ENTRIES PROVIDED:
+++
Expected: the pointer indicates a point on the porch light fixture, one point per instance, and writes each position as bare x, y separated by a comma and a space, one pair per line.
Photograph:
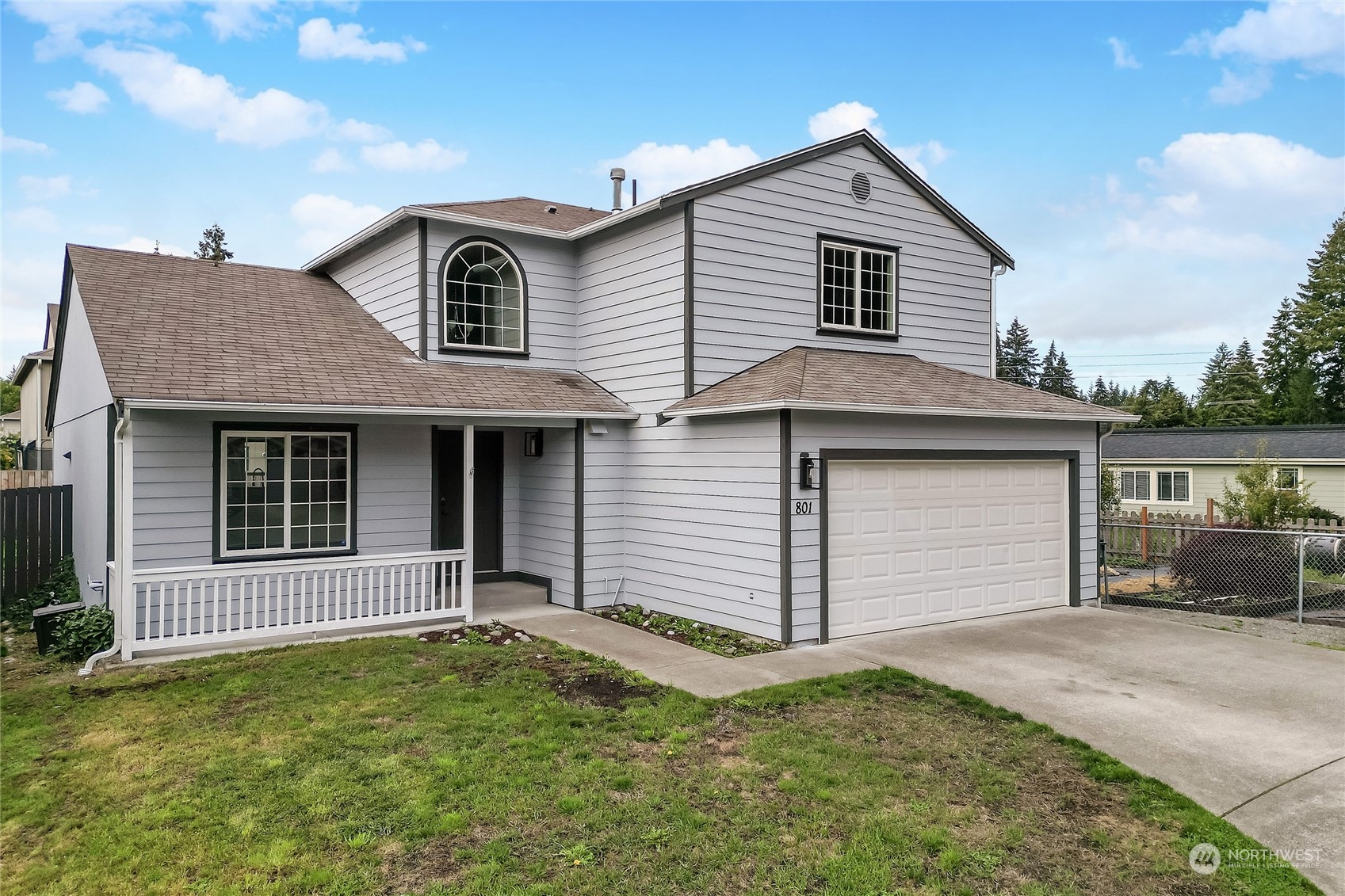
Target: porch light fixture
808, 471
+++
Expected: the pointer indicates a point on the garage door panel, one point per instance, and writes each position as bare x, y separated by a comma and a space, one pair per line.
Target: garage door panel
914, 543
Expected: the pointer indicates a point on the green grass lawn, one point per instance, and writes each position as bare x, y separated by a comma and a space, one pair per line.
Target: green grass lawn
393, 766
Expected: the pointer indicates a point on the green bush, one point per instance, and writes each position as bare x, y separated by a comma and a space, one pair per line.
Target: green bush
+++
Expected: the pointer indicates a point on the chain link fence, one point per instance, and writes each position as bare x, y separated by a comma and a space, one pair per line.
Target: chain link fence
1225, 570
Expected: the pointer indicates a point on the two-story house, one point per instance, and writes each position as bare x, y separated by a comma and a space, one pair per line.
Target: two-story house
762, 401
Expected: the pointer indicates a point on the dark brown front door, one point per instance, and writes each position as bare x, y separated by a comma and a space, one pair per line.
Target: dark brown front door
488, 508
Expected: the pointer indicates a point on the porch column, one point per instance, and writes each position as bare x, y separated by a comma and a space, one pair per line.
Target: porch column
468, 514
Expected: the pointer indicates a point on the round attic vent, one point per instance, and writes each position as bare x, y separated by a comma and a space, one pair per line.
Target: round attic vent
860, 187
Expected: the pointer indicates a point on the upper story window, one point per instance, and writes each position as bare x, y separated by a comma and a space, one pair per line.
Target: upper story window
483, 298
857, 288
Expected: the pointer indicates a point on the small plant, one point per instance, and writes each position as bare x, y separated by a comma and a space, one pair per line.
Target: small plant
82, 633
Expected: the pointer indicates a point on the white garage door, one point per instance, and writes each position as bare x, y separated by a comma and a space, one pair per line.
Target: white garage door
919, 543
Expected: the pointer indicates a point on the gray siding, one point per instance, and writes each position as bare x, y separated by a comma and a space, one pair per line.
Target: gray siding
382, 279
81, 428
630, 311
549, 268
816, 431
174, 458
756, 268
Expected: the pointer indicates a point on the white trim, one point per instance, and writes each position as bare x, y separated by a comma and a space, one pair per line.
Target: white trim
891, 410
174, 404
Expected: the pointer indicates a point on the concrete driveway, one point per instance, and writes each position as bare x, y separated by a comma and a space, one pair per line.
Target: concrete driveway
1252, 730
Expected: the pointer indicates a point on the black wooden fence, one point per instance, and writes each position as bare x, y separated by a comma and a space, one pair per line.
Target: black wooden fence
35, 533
+++
GIVEN TASK:
Report how many lines in the items contain the string "upper". Respond with the number alone.

THE RESULT:
2